## TO BE DONE
a - According to the article on the 2005 NCAA Bowling Championship, where was the tournament played?
b - From the article on the 2005 NCAA Bowling Championship, reproduce the passage that begins with the words "Tournament statistics" and ends after the words "was also named.".

## EXCERPT TO READ
○ ○ ○ ○

2005 NCAA Bowling Championship

Tournament details
- Dates: April 2005
- Teams: 8

Final positions
- Champions: Nebraska (2nd title)
- Runners-up: Central Missouri State (2nd title match)

Tournament statistics
- Matches played: 14
- Attendance: 556 (40 per match)

Awards
- Best player: Amanda Burgoyne (Nebraska)

= 2005 NCAA Bowling Championship =

The 2005 NCAA Bowling Championship was the second annual tournament to determine the national champion of women's NCAA collegiate ten-pin bowling. The tournament was played at Wekiva Lanes in Orlando, Florida during April 2005.

Nebraska defeated Central Missouri State in the championship match, 4 games to 2, to win their second consecutive national title. This was a rematch of the previous year's final, also won by Nebraska. The Cornhuskers were coached by Bill Straub.

The tournament's Most outstanding bowler was Amanda Burgoyne from Nebraska. An All-tournament team of five bowlers was also named.

==Qualification==
Since there is only one national collegiate championship for women's bowling, all NCAA bowling programs (whether from Division I, Division II, or Division III) were eligible. A total of 8 teams were invited to contest this championship, which consisted of a double-elimination style tournament.

○ ○ ○ ○

## GIVEN DATA
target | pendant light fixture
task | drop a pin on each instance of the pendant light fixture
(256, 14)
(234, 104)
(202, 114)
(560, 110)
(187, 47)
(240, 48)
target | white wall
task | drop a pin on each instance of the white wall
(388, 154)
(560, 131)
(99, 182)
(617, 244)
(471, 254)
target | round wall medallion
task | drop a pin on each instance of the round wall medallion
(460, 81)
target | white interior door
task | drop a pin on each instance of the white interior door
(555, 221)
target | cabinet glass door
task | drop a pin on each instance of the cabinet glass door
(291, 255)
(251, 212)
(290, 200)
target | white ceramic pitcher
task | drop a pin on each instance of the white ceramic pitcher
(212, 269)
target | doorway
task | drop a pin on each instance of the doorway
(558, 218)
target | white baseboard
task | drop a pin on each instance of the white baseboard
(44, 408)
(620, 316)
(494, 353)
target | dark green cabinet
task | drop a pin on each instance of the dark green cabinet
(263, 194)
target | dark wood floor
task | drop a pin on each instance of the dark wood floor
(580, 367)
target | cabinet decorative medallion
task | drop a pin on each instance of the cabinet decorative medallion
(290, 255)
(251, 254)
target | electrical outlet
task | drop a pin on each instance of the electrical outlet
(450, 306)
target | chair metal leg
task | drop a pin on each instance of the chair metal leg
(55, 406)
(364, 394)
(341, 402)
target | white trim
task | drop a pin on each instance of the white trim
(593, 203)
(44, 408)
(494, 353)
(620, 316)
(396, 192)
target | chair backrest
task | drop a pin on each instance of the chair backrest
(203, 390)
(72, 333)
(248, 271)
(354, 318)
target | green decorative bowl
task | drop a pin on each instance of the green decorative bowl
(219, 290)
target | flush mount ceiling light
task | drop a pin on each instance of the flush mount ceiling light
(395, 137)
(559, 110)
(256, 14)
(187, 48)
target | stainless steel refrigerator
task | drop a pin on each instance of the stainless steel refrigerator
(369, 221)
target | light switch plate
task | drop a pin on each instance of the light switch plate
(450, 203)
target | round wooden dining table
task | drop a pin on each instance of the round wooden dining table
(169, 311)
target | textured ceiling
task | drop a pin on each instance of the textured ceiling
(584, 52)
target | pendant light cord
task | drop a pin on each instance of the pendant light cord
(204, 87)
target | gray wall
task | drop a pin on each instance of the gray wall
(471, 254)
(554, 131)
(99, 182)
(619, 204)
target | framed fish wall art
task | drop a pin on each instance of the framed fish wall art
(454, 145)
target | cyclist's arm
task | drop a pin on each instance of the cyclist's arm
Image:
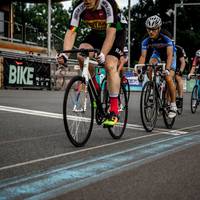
(69, 39)
(109, 40)
(169, 57)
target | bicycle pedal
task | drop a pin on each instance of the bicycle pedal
(107, 126)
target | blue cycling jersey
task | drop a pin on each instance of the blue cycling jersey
(157, 48)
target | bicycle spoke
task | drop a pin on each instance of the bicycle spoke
(78, 114)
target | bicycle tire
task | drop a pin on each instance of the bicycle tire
(179, 109)
(78, 121)
(118, 130)
(194, 97)
(169, 122)
(148, 106)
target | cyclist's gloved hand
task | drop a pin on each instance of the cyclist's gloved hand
(62, 59)
(101, 58)
(167, 72)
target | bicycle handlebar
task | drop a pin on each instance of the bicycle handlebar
(151, 65)
(195, 76)
(84, 51)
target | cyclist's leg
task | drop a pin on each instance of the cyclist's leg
(179, 88)
(153, 60)
(113, 80)
(198, 89)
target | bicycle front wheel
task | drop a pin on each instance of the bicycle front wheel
(148, 106)
(194, 99)
(78, 112)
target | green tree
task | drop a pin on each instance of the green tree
(35, 17)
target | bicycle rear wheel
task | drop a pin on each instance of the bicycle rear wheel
(78, 112)
(169, 122)
(148, 106)
(194, 99)
(118, 130)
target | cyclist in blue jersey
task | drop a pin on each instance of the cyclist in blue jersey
(156, 48)
(180, 66)
(108, 33)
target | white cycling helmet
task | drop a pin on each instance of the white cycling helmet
(153, 22)
(198, 53)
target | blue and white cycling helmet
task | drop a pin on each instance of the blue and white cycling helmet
(153, 22)
(198, 53)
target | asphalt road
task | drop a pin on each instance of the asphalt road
(37, 161)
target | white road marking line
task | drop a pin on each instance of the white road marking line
(75, 152)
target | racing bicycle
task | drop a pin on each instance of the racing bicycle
(195, 96)
(83, 104)
(154, 96)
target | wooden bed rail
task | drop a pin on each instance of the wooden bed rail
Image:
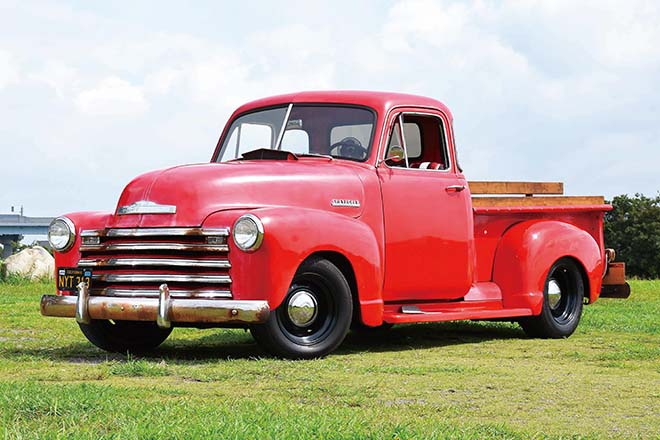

○ ○ ○ ○

## FINAL ANSWERS
a - At Wekiva Lanes in Orlando, Florida.

b -
Tournament statistics
- Matches played: 14
- Attendance: 556 (40 per match)

Awards
- Best player: Amanda Burgoyne (Nebraska)

= 2005 NCAA Bowling Championship =

The 2005 NCAA Bowling Championship was the second annual tournament to determine the national champion of women's NCAA collegiate ten-pin bowling. The tournament was played at Wekiva Lanes in Orlando, Florida during April 2005.

Nebraska defeated Central Missouri State in the championship match, 4 games to 2, to win their second consecutive national title. This was a rematch of the previous year's final, also won by Nebraska. The Cornhuskers were coached by Bill Straub.

The tournament's Most outstanding bowler was Amanda Burgoyne from Nebraska. An All-tournament team of five bowlers was also named.